**TO DO:** The records are to be reproduced verbatim.

Records drawn from a dataset
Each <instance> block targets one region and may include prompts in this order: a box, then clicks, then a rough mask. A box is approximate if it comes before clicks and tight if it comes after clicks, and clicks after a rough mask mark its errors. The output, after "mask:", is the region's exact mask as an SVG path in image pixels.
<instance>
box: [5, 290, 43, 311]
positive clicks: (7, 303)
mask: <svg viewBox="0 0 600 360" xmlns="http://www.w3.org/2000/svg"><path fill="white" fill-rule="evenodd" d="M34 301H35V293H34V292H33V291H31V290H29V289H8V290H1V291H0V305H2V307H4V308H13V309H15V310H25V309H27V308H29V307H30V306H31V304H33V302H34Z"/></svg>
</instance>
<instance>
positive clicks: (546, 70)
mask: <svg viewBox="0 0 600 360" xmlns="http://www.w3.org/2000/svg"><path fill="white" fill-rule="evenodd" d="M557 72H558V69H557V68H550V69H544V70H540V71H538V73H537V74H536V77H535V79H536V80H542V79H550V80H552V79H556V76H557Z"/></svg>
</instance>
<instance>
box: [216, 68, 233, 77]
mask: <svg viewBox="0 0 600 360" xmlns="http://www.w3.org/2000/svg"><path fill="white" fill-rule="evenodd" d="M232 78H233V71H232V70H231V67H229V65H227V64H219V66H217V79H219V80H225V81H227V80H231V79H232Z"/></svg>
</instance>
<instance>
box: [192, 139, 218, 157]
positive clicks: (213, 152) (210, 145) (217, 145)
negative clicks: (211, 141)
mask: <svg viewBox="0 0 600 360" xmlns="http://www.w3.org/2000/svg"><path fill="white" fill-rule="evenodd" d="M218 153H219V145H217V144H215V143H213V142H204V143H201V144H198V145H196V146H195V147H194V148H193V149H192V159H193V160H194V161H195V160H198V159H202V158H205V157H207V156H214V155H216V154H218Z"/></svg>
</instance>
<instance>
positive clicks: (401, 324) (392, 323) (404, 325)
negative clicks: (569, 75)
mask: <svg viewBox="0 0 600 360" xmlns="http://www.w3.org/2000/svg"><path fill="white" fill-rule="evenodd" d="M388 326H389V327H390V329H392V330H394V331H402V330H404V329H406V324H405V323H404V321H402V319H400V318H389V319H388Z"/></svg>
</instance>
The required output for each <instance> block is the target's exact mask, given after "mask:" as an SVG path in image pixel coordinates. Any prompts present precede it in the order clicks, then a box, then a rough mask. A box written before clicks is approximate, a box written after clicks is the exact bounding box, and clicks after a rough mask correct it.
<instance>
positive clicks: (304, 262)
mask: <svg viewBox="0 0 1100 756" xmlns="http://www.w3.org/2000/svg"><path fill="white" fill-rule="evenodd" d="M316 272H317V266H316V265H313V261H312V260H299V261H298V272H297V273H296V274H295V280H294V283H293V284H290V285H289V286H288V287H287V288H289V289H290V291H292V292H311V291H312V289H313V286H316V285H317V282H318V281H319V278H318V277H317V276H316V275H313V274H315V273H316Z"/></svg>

**TASK ANSWER:**
Each <instance> block targets one region and may include prompts in this order: a box, then clicks, then a rough mask. A box is approximate if it comes before clicks and tight if it comes after clicks, and clicks after a rough mask mark its errors. The output, after "mask:", is the region's exact mask as an SVG path in image pixels.
<instance>
box: [5, 290, 43, 311]
positive clicks: (7, 303)
mask: <svg viewBox="0 0 600 360" xmlns="http://www.w3.org/2000/svg"><path fill="white" fill-rule="evenodd" d="M34 301H35V293H34V292H33V291H31V290H29V289H8V290H1V291H0V305H2V307H4V308H13V309H15V310H25V309H27V308H29V307H30V306H31V304H33V302H34Z"/></svg>
</instance>
<instance>
positive clicks: (546, 70)
mask: <svg viewBox="0 0 600 360" xmlns="http://www.w3.org/2000/svg"><path fill="white" fill-rule="evenodd" d="M557 72H558V69H557V68H550V69H544V70H540V71H538V73H537V74H536V77H535V79H536V80H542V79H550V80H552V79H556V76H557Z"/></svg>
</instance>
<instance>
box: [216, 68, 233, 77]
mask: <svg viewBox="0 0 600 360" xmlns="http://www.w3.org/2000/svg"><path fill="white" fill-rule="evenodd" d="M232 78H233V71H232V70H231V67H229V65H227V64H219V66H217V79H219V80H225V81H227V80H231V79H232Z"/></svg>
</instance>
<instance>
box: [192, 139, 218, 157]
positive clicks: (213, 152) (210, 145) (217, 145)
negative clicks: (211, 141)
mask: <svg viewBox="0 0 600 360" xmlns="http://www.w3.org/2000/svg"><path fill="white" fill-rule="evenodd" d="M218 153H219V145H217V144H215V143H213V142H204V143H201V144H198V145H196V146H195V147H194V148H193V149H192V159H193V160H194V161H195V160H198V159H202V158H205V157H207V156H214V155H216V154H218Z"/></svg>
</instance>
<instance>
positive clicks: (401, 324) (392, 323) (404, 325)
negative clicks: (569, 75)
mask: <svg viewBox="0 0 600 360" xmlns="http://www.w3.org/2000/svg"><path fill="white" fill-rule="evenodd" d="M388 326H389V327H390V329H392V330H394V331H402V330H404V329H406V324H405V323H404V321H402V319H400V318H389V319H388Z"/></svg>
</instance>
The required output for each <instance> block is the target's exact mask, given after "mask:" as an SVG path in image pixel coordinates. Any prompts present precede it in the order clicks, then a box, then a rough mask. A box written before clicks is approximate, a box written after clicks is the exact bounding box, and clicks after a rough mask correct it.
<instance>
positive clicks: (304, 262)
mask: <svg viewBox="0 0 1100 756" xmlns="http://www.w3.org/2000/svg"><path fill="white" fill-rule="evenodd" d="M316 272H317V266H316V265H313V261H312V260H299V261H298V272H297V273H296V274H295V280H294V283H293V284H290V285H289V286H288V287H287V288H289V289H290V291H292V292H311V291H312V289H313V286H316V285H317V282H318V281H319V278H318V277H317V276H316V275H313V274H315V273H316Z"/></svg>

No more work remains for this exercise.